* _TO BE DONE_: Copy out every row below word for word, omitting the pictures.

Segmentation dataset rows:

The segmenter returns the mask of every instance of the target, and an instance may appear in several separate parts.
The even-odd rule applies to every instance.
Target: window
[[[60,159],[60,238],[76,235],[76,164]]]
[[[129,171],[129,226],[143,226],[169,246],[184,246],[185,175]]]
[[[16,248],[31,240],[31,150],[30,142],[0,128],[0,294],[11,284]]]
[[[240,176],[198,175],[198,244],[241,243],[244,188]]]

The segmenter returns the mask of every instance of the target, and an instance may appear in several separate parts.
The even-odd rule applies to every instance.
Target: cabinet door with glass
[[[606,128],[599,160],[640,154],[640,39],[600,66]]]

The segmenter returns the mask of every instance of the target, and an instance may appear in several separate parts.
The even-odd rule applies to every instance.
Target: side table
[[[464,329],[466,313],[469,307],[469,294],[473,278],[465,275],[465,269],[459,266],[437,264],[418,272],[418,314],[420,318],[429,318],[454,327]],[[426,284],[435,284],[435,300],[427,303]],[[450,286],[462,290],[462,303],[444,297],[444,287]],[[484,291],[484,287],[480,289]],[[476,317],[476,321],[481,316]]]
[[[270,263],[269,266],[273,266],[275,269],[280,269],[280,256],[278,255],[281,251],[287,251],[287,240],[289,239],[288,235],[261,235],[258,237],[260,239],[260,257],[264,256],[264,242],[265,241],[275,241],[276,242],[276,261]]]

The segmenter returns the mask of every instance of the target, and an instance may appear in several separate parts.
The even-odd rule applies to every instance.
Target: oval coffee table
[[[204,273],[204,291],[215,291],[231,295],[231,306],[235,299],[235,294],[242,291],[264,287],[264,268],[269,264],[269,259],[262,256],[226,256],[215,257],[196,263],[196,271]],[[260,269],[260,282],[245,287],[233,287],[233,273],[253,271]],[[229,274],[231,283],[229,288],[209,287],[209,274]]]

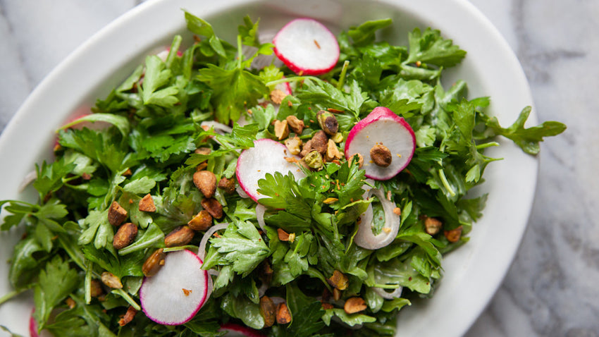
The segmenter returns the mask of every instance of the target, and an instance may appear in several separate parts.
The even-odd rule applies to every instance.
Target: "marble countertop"
[[[0,0],[0,130],[65,56],[139,0]],[[599,1],[471,0],[516,52],[540,121],[536,200],[502,286],[466,335],[599,336]]]

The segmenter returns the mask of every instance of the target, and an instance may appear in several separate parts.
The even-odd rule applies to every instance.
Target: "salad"
[[[245,17],[231,43],[185,18],[190,47],[61,128],[37,202],[0,201],[25,231],[0,305],[32,293],[32,336],[393,336],[482,216],[485,149],[565,130],[444,87],[466,51],[431,28],[397,46],[390,20],[302,18],[264,41]]]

* _EXPECTED ANSWER_:
The segmenter returns the mask of every instance of the target, and an instance may appear in several separate parts.
The even-odd rule applies to every instance.
Target: window
[[[60,159],[60,238],[76,235],[76,164]]]
[[[129,171],[129,226],[143,226],[169,246],[184,246],[185,175]]]
[[[16,248],[31,240],[31,150],[30,142],[0,128],[0,294],[11,284]]]
[[[240,176],[198,175],[198,244],[241,243],[244,188]]]

The segmenter returns the mask of every instance of the target, and an instance may appear in several separate parts.
The even-odd rule applies to every instance.
Target: cabinet door with glass
[[[606,128],[599,160],[640,154],[640,39],[600,66]]]

The segmenter returns the mask of every instance of the target, and an instance may appear in several separate parts.
The even-odd rule applies to every instance.
Target: side table
[[[464,329],[466,313],[469,307],[469,294],[473,278],[465,275],[465,269],[459,266],[437,264],[418,272],[418,314],[420,318],[429,318],[454,327]],[[426,284],[435,284],[435,300],[427,303]],[[450,286],[462,290],[462,303],[444,297],[444,287]],[[484,291],[484,287],[480,289]],[[476,317],[476,321],[481,316]]]
[[[270,263],[269,266],[273,266],[275,269],[280,269],[280,256],[278,255],[281,251],[287,251],[287,240],[289,239],[288,235],[261,235],[258,237],[260,239],[260,257],[264,256],[264,242],[265,241],[275,241],[276,242],[276,261]]]

The segmenter returns the mask of every instance of the target, and an instance may appear in several separate parts.
The even-odd rule applies to every instance.
Target: oval coffee table
[[[204,273],[204,291],[215,291],[231,295],[231,306],[235,299],[235,294],[242,291],[264,287],[264,268],[269,264],[269,259],[262,256],[226,256],[215,257],[196,263],[196,271]],[[260,269],[260,282],[245,287],[233,287],[233,273],[253,271]],[[229,274],[231,283],[229,288],[209,287],[209,274]]]

The segmenter returns the mask of every instance of the target, and an instance may appear in several separate parts.
The even-odd rule applies to every instance.
Target: "marble countertop"
[[[0,0],[0,130],[65,56],[139,0]],[[599,1],[471,0],[516,52],[540,121],[536,200],[502,286],[466,335],[599,336]]]

The segmenter returns the mask of every instance of the target, and an instance may appear in several separate parts.
The even-odd rule applies to every instance.
Target: "salad"
[[[245,17],[231,43],[185,18],[190,47],[61,128],[37,202],[0,201],[25,231],[0,305],[32,293],[32,336],[393,336],[482,216],[485,149],[565,130],[444,87],[466,51],[431,28],[397,46],[390,20],[302,18],[264,41]]]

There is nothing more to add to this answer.